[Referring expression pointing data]
__________

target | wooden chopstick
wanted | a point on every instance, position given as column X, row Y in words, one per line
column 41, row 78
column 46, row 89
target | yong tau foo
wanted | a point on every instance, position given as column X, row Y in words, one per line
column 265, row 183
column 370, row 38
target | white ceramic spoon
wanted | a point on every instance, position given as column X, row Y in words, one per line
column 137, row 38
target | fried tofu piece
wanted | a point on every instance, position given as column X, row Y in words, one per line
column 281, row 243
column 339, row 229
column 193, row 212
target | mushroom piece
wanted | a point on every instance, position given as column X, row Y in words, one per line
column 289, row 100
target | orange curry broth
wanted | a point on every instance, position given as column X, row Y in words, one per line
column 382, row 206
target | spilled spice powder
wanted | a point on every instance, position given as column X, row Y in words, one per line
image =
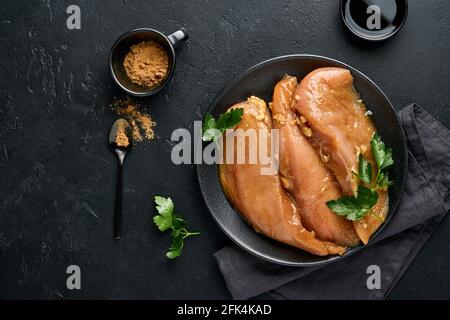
column 141, row 123
column 146, row 64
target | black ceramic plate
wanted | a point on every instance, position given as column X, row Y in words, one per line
column 260, row 81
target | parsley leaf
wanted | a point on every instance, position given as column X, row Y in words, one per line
column 382, row 156
column 213, row 129
column 354, row 208
column 165, row 208
column 167, row 219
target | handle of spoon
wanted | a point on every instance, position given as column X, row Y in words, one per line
column 118, row 207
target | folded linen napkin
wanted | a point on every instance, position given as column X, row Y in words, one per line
column 424, row 203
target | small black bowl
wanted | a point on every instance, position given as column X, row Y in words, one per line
column 122, row 46
column 356, row 14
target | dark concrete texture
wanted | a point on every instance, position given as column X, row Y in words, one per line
column 58, row 175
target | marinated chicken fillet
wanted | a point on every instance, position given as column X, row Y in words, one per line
column 340, row 130
column 261, row 199
column 304, row 174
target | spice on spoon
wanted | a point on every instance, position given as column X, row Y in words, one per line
column 146, row 64
column 142, row 124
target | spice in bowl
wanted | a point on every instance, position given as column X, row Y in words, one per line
column 146, row 64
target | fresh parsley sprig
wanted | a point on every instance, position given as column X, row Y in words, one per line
column 167, row 219
column 354, row 208
column 213, row 129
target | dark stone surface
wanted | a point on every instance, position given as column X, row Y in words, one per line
column 58, row 175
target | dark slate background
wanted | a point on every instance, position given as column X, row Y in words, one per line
column 57, row 173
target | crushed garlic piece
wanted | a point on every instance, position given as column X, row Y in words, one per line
column 307, row 132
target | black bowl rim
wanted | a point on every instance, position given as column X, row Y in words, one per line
column 392, row 207
column 372, row 39
column 122, row 37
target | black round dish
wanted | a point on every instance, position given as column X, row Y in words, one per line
column 122, row 46
column 260, row 81
column 393, row 17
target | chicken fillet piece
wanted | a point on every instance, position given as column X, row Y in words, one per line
column 304, row 174
column 340, row 130
column 260, row 198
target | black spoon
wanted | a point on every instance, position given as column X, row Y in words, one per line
column 120, row 142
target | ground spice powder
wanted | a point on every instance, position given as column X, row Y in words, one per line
column 146, row 64
column 141, row 123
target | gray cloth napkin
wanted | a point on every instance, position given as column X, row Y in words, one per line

__________

### [What you have to do]
Please make an exact copy of the lines above from the line with "target | fresh parsley sprig" through the line with "target | black round dish", both ends included.

### [Finished task]
target | fresh parsley sprig
wanted | a point on every instance, position given as column X, row Y in words, one per line
column 167, row 219
column 354, row 208
column 213, row 129
target | dark stone surface
wanted | a point on every instance, position given as column X, row Y in words, one per line
column 58, row 175
target | dark slate background
wanted | a point on every instance, position given as column X, row Y in words, one per line
column 57, row 173
target | crushed garlic piece
wanted | a point on every instance, position given as column X, row Y in words, one per line
column 307, row 132
target | black bowl rim
wanted | a point on every instance, position given as column X, row Y in words, one per line
column 392, row 207
column 372, row 39
column 122, row 37
target | black round dish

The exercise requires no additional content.